EXERCISE GOAL ->
Write out all the entries below again, substituting "Inspect" for every "Examine" and changing nothing else.

EXERCISE MATERIALS ->

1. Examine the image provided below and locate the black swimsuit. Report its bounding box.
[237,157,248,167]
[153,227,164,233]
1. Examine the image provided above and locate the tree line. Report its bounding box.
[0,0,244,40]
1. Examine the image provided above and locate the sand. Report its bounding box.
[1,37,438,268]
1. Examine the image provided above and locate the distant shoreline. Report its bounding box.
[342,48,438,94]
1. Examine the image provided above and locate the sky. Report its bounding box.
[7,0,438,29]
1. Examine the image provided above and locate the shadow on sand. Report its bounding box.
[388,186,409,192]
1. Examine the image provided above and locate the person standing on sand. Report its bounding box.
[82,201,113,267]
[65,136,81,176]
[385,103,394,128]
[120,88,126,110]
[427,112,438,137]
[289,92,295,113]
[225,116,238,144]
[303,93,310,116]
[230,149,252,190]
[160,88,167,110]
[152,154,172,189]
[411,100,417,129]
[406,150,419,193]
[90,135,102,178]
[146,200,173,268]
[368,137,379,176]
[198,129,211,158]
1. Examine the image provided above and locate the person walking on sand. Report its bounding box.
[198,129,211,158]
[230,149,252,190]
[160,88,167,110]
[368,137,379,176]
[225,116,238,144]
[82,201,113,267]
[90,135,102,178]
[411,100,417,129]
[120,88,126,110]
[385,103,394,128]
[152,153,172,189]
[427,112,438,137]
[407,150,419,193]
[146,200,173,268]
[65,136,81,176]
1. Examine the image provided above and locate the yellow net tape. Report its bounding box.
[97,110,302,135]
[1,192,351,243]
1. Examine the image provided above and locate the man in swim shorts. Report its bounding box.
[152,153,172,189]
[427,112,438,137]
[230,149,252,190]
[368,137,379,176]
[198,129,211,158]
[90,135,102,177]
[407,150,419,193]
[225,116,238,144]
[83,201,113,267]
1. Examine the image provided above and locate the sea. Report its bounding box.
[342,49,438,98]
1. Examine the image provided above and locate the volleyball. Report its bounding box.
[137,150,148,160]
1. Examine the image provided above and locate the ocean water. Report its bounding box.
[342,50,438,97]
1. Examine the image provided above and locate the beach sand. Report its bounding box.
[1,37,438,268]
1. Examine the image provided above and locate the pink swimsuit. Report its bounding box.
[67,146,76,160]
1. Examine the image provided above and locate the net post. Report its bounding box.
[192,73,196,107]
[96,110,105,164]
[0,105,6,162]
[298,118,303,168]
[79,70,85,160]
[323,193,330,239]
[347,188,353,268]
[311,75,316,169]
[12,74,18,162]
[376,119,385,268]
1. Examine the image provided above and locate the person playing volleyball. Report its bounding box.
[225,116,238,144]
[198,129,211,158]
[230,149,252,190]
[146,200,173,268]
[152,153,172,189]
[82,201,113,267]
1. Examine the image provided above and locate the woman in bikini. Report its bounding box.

ANSWER TO THIS EXERCISE ->
1. Inspect the image provided below and locate the black swimsuit. Report its bounding box.
[237,157,248,167]
[153,227,164,233]
1. Inspect the image provided above and locate the tree line. Report its bounding box.
[0,0,244,40]
1. Inspect the image provided above and locate the sand. Report its bounding box.
[1,37,438,268]
1. Inspect the image provided above and locate the distant shoreline. Report its bounding box.
[342,48,438,94]
1. Inspect the image provided above and locate the sky. Report its bounding box.
[7,0,438,29]
1. Inspect the image provided above and locate the shadow on sand. Report its bounding box.
[388,186,409,192]
1. Inspect the image provided above and locate the person standing on sand. Report its bounding box.
[82,201,113,267]
[65,136,81,176]
[385,103,394,128]
[120,88,126,110]
[427,112,438,137]
[289,92,295,113]
[225,116,238,144]
[303,93,310,116]
[230,149,252,190]
[160,88,167,110]
[152,154,172,189]
[411,100,417,129]
[406,150,419,193]
[90,135,102,178]
[146,200,173,268]
[368,137,379,176]
[198,129,211,158]
1. Inspect the image provided above and locate the person walking on sand. Report its bounding box.
[198,129,211,158]
[230,149,252,190]
[160,88,167,110]
[368,137,379,176]
[225,116,238,144]
[82,201,113,267]
[90,135,102,178]
[411,100,417,129]
[120,88,126,110]
[385,103,394,128]
[152,153,172,189]
[427,112,438,137]
[407,150,419,193]
[146,200,173,268]
[65,136,81,176]
1. Inspect the image provided above and locate the yellow net tape. Report its bounding box.
[97,110,302,135]
[1,192,351,243]
1. Inspect the image provided above and locate the man in swim shorts. Report its bounding box.
[152,153,172,189]
[427,112,438,137]
[230,149,252,190]
[368,137,379,176]
[198,129,211,158]
[90,135,102,177]
[407,150,419,193]
[225,116,238,144]
[83,201,113,267]
1. Inspect the image provided above and locate the sea. Report its bounding box.
[342,49,438,98]
1. Inspect the image provided above and locate the volleyball. Report its bounding box.
[137,150,148,160]
1. Inspect the image provided above and locate the ocean water. Report its bounding box.
[342,50,438,97]
1. Inspect the image provided above and locate the beach sand. Report its bounding box.
[1,37,438,268]
1. Inspect the image provided above and locate the pink swimsuit. Report its bounding box.
[67,146,76,160]
1. Inspect the image provided above and locate the net post. Report its bounding box.
[192,73,196,107]
[96,110,105,164]
[0,105,6,162]
[298,118,303,168]
[79,70,85,160]
[323,193,330,239]
[347,188,353,268]
[311,75,316,169]
[12,74,18,162]
[376,119,385,268]
1. Inspect the image provided above and locate the person playing volleyball. Report its bounding box.
[225,116,238,144]
[198,129,211,158]
[230,149,252,190]
[146,200,173,268]
[152,153,172,189]
[82,201,113,267]
1. Inspect the image provided above and locate the woman in bikini. Report its bounding box.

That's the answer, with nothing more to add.